----- TRECHO -----

A publicação, cujo conteúdo é inédito no Brasil, é resultado de uma pesquisa
que avaliou 750 textos de 54 jornais brasileiros. Seu objetivo é oferecer
um quadro geral do tratamento dado pela imprensa brasileira ao tema de responsabilidade
social empresarial (RSE). A pesquisa apresentou dados positivos como a representação
do tema em 75% do universo analisado, demonstrando o interesse das redações
brasileiras, mas constatou também que 24% desse total de textos apresentam
o conceito de RSE atrelado à promoção de eventos por entidades ou empresas,
o que caracteriza uma falta de espaço para discussões relevantes ou o aprofundamento
do tema.
Como desafio à discussão que se seguiu, com a participação dos jornalistas
Heródoto Barbeiro, Célia Rosemblum, Miriam Leitão e Cláudia Vassalo, Guilherme
convidou os participantes do evento a pensarem no papel da própria imprensa
numa sociedade responsável. Além de seu compromisso social, como geradora
e legitimadora de discussões, o gerente da ANDI sugeriu que se discuta o papel
da imprensa em relação à cobertura de ações de RSE de empresas e entidades,
como forma de promover a evolução desse modelo e de suas aplicações.

-----

**PARTES DO EXERCÍCIO**
**A.** De acordo com o trecho sobre a imprensa e a responsabilidade social empresarial, quantos textos e de quantos jornais brasileiros a pesquisa avaliou?
**B.** Transcreva fielmente a parte do trecho sobre a imprensa e a responsabilidade social empresarial que começa nas palavras "Como desafio à" e termina após "de suas aplicações.".
**C.** Dê prosseguimento ao trecho sobre a imprensa e a responsabilidade social empresarial a partir do ponto em que ele se encerra.

----- CONTEÚDO DO CONJUNTO -----

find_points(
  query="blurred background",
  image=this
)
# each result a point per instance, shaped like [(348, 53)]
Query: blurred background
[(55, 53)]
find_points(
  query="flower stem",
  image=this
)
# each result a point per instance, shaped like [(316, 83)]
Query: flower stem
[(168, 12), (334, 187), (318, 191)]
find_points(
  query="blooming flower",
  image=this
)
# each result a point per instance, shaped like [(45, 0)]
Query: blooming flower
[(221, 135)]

-----

**RESPOSTAS**
**A.** A pesquisa avaliou 750 textos de 54 jornais brasileiros.

**B.**
Como desafio à discussão que se seguiu, com a participação dos jornalistas
Heródoto Barbeiro, Célia Rosemblum, Miriam Leitão e Cláudia Vassalo, Guilherme
convidou os participantes do evento a pensarem no papel da própria imprensa
numa sociedade responsável. Além de seu compromisso social, como geradora
e legitimadora de discussões, o gerente da ANDI sugeriu que se discuta o papel
da imprensa em relação à cobertura de ações de RSE de empresas e entidades,
como forma de promover a evolução desse modelo e de suas aplicações.

**C.**
Crise de valores da sociedade brasileira gera discrepância nas ações
de RSE
Quem melhor definiu o tom da acalorada discussão que seguiu-se ao lançamento
da publicação inédita Empresas e Imprensa: Pauta de responsabilidade
- Uma análise da cobertura jornalística sobre a RSE, no primeiro
dia da Conferência Internacional 2006 do Instituto Ethos de Empresas e Responsabilidade
Social, foi Célia Rosemblum, editora de projetos especiais do jornal ´Valor
Econômico´: "Para mim, o grande problema é o conceito de RSE". De acordo com
ela, muito da resistência da mídia em relação ao tema pode residir no fato
de que "em última instância, a RSE talvez esteja mesmo ligada ao mercado e
por isso há muitas resistências de ambos os lados", ponderou.
O debate, moderado pelo presidente do Instituto Ethos, Ricardo Young, levantou
variáveis tão diversas quanto complementares, deixando evidente que falta
a todos os segmentos de imprensa que lidam com responsabilidade social e ética
muito mais do que a isenção do jornalista. Falta também uma maior transparência
e coerência de empresas e de ONGs quando a pauta são as más práticas. Resta,
ainda, a questão do preconceito de alguns jornalistas, que acreditam que falar
bem de empresas é merchandising.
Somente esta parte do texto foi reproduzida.